[What the task requires]: Arrange each line of the listing, from its start through the line containing "(0, 823), (658, 934)", as a string in a JSON list, leaving out blank lines.

########

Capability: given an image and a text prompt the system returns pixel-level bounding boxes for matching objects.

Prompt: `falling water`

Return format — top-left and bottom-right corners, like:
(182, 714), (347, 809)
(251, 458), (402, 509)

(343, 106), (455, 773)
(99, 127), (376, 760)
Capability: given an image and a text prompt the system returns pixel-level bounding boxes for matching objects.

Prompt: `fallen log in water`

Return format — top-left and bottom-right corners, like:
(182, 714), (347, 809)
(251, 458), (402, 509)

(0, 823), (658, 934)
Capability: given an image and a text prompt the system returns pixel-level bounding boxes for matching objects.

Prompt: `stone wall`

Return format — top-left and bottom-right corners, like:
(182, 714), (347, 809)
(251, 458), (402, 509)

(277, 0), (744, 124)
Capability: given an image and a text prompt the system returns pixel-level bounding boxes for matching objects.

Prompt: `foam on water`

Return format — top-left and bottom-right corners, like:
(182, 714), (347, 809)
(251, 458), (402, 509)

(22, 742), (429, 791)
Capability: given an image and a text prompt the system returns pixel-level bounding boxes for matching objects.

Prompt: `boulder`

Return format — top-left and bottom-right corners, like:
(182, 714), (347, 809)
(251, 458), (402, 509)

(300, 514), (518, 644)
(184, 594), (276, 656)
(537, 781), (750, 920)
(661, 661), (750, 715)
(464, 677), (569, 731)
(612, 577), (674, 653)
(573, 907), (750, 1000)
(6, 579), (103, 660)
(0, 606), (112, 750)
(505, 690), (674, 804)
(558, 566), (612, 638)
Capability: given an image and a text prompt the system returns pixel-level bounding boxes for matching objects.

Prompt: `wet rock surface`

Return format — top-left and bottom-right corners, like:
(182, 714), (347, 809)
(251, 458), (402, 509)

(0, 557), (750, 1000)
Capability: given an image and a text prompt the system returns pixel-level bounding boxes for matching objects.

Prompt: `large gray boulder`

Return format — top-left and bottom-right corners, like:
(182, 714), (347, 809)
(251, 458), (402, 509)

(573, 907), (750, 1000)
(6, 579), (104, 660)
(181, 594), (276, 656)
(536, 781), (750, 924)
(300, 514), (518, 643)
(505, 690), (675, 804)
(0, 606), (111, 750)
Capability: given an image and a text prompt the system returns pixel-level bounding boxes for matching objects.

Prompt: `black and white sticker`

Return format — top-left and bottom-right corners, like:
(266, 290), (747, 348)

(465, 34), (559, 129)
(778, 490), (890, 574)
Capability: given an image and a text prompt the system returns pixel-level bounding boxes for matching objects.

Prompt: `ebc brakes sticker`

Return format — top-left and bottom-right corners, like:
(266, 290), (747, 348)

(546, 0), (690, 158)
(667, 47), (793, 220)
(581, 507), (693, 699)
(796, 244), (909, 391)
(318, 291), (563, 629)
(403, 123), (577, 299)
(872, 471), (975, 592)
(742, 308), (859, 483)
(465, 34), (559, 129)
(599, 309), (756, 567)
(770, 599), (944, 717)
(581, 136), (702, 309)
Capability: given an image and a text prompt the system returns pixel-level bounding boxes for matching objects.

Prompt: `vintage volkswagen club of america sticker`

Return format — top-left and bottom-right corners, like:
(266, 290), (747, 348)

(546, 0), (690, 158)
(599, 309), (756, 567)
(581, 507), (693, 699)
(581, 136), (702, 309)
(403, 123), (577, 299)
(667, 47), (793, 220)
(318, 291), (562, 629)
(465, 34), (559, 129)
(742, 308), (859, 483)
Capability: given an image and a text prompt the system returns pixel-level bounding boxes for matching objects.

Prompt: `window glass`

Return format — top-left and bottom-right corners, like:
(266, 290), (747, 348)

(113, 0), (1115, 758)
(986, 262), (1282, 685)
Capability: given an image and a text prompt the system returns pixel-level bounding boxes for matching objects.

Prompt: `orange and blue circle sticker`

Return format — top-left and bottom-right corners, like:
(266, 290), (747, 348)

########

[Response for this exercise]:
[
  "Capability: given an image and a text prompt the system returns pixel-level bounding boxes for matching objects.",
  "Prompt: `falling water`",
  "Return format — top-left and bottom-right corners, like:",
  "(182, 714), (347, 809)",
  "(251, 458), (402, 509)",
  "(343, 106), (455, 773)",
  "(99, 127), (376, 760)",
  "Capability: given an image and a text prompt the system returns pixel-level bounding boxes for matching objects.",
  "Prompt: `fallen log in water`",
  "Return format — top-left and bottom-right corners, like:",
  "(182, 714), (347, 809)",
  "(251, 458), (402, 509)",
  "(0, 823), (658, 934)"
]